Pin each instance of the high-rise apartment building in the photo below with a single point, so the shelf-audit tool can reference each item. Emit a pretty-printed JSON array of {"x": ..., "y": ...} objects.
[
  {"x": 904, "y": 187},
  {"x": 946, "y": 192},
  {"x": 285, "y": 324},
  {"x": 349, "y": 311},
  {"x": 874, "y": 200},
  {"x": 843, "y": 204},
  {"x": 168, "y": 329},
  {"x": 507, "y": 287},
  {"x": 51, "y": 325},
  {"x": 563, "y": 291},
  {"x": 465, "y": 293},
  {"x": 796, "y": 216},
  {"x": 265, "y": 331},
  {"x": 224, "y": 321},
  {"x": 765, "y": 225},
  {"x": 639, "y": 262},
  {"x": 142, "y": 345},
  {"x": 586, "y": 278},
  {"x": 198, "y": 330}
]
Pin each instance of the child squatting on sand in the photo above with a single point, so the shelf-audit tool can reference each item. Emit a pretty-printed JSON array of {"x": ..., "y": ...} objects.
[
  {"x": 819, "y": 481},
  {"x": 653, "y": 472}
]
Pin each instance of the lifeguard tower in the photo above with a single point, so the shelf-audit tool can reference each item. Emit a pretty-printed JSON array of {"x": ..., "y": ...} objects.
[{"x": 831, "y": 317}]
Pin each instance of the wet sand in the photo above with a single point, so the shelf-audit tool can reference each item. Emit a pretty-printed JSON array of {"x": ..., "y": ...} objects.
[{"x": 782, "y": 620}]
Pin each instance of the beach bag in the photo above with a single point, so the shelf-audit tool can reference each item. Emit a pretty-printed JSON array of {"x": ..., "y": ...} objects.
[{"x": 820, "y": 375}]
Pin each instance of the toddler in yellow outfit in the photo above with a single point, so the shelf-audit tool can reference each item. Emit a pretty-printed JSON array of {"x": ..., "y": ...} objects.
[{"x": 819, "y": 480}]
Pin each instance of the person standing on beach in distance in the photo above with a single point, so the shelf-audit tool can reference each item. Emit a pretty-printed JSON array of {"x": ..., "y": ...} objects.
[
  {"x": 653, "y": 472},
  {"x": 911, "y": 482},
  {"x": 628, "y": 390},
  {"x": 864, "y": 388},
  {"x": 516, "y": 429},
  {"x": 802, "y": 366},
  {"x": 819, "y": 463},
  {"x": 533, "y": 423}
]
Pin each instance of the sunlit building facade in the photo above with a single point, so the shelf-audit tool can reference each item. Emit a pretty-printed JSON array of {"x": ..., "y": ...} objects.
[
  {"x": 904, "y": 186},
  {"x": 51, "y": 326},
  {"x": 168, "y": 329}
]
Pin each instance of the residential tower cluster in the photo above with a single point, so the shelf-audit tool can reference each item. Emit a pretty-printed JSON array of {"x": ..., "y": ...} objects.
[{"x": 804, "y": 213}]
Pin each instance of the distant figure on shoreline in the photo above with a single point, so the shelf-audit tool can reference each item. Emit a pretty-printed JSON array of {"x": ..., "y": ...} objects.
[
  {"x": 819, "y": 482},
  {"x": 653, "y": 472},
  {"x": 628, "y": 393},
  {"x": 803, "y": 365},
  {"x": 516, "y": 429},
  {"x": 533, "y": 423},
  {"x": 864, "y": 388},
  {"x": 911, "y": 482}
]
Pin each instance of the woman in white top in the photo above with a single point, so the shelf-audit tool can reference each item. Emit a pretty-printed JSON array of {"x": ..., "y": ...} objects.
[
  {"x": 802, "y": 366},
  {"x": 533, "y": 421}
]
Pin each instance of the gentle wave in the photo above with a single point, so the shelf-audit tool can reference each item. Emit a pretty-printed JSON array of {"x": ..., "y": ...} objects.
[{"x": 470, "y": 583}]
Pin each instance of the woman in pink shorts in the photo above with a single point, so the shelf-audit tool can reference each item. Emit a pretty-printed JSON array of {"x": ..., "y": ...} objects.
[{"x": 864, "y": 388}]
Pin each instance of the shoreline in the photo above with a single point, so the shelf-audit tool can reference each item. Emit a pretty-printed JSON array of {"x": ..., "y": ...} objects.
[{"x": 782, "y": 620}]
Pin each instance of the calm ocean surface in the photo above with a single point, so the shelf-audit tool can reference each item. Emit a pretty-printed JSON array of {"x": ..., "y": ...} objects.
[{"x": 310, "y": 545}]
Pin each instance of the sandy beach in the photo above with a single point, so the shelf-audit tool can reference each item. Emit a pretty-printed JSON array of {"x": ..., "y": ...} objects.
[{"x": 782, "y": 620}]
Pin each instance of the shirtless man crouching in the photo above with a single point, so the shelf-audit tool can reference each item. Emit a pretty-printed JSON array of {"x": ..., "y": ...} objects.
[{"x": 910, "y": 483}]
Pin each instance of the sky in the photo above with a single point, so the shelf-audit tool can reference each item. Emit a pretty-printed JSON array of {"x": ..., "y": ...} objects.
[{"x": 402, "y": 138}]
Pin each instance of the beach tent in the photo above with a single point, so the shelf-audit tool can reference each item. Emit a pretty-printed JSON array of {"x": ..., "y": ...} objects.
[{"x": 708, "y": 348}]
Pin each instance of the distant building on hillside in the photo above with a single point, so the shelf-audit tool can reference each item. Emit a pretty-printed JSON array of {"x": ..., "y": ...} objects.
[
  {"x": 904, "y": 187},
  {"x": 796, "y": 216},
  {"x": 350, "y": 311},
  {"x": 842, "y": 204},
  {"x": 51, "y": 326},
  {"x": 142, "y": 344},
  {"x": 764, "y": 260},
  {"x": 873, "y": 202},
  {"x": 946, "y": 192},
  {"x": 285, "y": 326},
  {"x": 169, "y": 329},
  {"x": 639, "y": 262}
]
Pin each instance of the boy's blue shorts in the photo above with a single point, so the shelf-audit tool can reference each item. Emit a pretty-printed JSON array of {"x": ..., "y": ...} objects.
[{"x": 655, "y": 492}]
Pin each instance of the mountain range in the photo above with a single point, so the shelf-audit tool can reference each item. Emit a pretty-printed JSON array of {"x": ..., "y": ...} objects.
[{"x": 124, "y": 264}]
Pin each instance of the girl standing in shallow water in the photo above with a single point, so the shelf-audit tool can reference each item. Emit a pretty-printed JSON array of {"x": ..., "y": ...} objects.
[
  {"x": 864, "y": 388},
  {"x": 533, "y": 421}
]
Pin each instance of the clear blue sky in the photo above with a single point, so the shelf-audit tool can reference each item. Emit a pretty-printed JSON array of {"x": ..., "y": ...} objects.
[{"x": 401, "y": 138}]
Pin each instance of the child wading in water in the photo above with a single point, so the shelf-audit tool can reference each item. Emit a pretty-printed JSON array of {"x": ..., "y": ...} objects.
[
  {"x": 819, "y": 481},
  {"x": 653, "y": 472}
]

-----

Copy out the lines from the one containing "Pin each instance of the child wading" through the end of the items, swapping "shelf-audit tool" for "inventory tool" and leaving everything else unchanged.

## Task solution:
Pin each instance of the child wading in water in the photo above with a single point, so the inventory tool can reference each item. Emit a pretty-printed JSON array of {"x": ..., "y": ...} objects.
[
  {"x": 819, "y": 481},
  {"x": 653, "y": 472}
]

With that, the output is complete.